El auge del escepticismo plantea retos evidentes para la gestión de la salud pública. La desconfianza dificulta la adopción de medidas colectivas y alimenta la polarización. Pero, al mismo tiempo, es una oportunidad para repensar el modelo de relación entre el Poder y la ciudadanía.

Dudar de todo, como suelo decir, es un acto de salud democrática. La crítica, la exigencia de transparencia y la participación activa en los debates sobre salud no son amenazas, sino garantías de que el sistema responde a los intereses de la mayoría y no a los de unos pocos. El escepticismo, bien entendido, es el mejor antídoto contra el autoritarismo sanitario y el dogmatismo científico.

La recuperación de la confianza no pasa por campañas de propaganda ni por la criminalización de la disidencia. Pasa, en primer lugar, por la transparencia: publicar los datos completos, reconocer los errores, explicar las decisiones y rendir cuentas ante la ciudadanía. Pasa, también, por la pluralidad informativa: permitir que todas las voces, incluidas las críticas, tengan espacio en el debate público.

++++

→ EJERCICIO
Continúa el fragmento sobre el escepticismo y la salud pública a partir de su última oración.

→ ENTRADAS DE DATOS

++++

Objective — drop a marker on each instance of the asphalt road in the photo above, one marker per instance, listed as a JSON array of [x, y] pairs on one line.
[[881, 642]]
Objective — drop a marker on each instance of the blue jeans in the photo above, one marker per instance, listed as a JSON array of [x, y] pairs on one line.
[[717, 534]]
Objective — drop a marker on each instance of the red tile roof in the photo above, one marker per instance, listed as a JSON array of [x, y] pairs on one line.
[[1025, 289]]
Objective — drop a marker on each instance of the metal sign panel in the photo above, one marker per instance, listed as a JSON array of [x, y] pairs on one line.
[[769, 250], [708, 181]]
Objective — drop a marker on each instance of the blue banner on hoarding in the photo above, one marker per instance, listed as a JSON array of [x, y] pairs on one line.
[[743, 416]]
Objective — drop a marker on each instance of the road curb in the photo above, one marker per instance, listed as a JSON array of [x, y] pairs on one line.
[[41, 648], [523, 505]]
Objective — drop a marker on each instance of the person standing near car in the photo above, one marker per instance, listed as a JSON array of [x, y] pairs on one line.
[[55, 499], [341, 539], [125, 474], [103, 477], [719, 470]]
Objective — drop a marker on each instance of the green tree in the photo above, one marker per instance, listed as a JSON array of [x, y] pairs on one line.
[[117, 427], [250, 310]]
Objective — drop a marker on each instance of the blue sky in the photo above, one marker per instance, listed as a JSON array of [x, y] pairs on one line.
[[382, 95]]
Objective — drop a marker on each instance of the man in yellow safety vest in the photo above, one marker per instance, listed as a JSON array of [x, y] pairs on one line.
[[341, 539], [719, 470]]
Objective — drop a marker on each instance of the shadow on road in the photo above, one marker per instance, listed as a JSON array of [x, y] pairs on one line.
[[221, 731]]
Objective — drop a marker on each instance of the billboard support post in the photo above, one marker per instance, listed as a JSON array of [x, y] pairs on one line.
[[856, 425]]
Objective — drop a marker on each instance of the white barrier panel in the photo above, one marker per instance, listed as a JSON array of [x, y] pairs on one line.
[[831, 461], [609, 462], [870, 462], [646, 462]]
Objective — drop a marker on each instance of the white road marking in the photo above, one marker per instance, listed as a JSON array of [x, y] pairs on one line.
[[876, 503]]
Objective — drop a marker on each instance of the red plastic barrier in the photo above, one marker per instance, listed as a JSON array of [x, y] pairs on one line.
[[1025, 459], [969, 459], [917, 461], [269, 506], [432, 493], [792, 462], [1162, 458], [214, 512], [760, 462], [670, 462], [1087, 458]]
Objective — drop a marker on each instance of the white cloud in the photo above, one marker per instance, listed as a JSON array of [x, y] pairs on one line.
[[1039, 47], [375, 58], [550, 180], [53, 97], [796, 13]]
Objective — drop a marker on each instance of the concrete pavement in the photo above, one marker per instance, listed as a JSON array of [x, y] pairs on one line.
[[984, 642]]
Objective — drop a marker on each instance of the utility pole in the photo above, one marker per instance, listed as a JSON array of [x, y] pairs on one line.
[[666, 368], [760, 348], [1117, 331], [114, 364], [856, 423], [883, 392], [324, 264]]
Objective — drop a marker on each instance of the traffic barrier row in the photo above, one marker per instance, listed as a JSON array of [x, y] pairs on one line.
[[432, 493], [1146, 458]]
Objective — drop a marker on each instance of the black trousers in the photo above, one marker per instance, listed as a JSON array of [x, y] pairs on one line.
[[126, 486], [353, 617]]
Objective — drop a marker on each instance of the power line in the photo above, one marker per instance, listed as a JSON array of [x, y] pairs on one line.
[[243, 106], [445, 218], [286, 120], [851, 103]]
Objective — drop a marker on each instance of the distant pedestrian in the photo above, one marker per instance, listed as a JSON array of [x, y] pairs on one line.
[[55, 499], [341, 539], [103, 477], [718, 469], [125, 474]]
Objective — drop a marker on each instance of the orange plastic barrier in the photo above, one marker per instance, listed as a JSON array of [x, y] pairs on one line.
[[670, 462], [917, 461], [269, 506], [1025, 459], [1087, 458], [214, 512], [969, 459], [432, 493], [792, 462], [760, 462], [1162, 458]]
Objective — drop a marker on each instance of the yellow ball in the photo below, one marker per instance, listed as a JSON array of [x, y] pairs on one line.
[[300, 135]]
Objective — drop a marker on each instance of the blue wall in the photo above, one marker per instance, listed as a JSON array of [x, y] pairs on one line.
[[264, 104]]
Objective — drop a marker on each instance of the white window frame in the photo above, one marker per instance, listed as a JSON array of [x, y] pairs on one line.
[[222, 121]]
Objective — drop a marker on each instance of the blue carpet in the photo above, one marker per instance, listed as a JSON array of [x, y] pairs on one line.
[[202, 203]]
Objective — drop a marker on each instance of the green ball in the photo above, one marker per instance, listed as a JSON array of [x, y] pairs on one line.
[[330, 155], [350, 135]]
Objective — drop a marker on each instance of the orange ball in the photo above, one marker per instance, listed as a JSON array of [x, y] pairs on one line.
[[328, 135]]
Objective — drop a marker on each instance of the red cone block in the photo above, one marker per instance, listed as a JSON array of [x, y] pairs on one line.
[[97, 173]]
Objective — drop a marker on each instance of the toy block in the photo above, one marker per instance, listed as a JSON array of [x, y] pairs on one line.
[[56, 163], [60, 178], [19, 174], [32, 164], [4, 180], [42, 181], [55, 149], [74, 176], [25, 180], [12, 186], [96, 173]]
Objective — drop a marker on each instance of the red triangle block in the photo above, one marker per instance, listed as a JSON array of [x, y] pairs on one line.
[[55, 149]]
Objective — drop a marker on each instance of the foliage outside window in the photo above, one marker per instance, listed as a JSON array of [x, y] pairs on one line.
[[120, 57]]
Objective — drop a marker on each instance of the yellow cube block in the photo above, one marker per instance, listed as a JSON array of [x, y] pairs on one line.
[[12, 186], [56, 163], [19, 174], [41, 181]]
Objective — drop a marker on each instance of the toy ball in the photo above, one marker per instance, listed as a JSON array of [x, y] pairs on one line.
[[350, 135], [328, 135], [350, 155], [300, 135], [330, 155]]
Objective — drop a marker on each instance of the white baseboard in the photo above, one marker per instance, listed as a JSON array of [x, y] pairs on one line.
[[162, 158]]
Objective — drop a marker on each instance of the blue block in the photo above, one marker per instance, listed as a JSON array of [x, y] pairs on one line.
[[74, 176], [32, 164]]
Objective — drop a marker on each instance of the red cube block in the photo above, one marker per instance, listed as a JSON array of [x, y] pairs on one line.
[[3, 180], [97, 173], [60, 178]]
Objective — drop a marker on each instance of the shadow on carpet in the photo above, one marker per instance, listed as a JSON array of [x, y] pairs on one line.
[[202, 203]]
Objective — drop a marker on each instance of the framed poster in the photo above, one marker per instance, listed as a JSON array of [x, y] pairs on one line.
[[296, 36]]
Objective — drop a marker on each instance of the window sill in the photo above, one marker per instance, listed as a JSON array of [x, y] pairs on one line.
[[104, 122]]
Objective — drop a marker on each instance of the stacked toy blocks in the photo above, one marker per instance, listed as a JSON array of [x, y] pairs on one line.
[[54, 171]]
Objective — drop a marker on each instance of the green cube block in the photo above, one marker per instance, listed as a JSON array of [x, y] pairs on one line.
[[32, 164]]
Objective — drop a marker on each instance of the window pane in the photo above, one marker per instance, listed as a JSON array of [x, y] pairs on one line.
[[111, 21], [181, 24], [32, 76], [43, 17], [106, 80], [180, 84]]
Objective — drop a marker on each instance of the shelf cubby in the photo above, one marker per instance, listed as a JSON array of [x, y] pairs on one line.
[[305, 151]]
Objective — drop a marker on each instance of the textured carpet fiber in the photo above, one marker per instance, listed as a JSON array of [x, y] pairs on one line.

++++

→ TU RESPUESTA
Y, sobre todo, pasa por devolver el protagonismo a la sociedad civil. La salud no puede ser un asunto exclusivo de expertos, políticos o empresarios. Es un bien común que exige la participación activa de todos, desde los pacientes hasta los profesionales sanitarios, pasando por los periodistas independientes que, como quien firma estas líneas, seguimos empeñados en contar lo que otros prefieren callar.

La lección de la pandemia

La gran lección de la pandemia no es que la ciencia tenga todas las respuestas, ni que el Estado pueda protegernos de todos los males. La verdadera lección es que el Poder, sea sanitario, político o mediático, necesita límites y contrapesos. Y que la ciudadanía tiene el derecho -y el deber- de ejercer una vigilancia crítica permanente.

El escepticismo, lejos de ser una enfermedad social, es el síntoma de una sociedad viva, que no se resigna a ser tratada como menor de edad. Una sociedad que exige respeto, información veraz y participación real en las decisiones que afectan a su salud y su vida.

Quizá la mayor herencia de la pandemia sea esta: La conciencia de que la salud no es solo un asunto de médicos, políticos o laboratorios, sino de todos. Que la confianza no se decreta, sino que se construye día a día, con transparencia, honestidad y respeto a la inteligencia colectiva.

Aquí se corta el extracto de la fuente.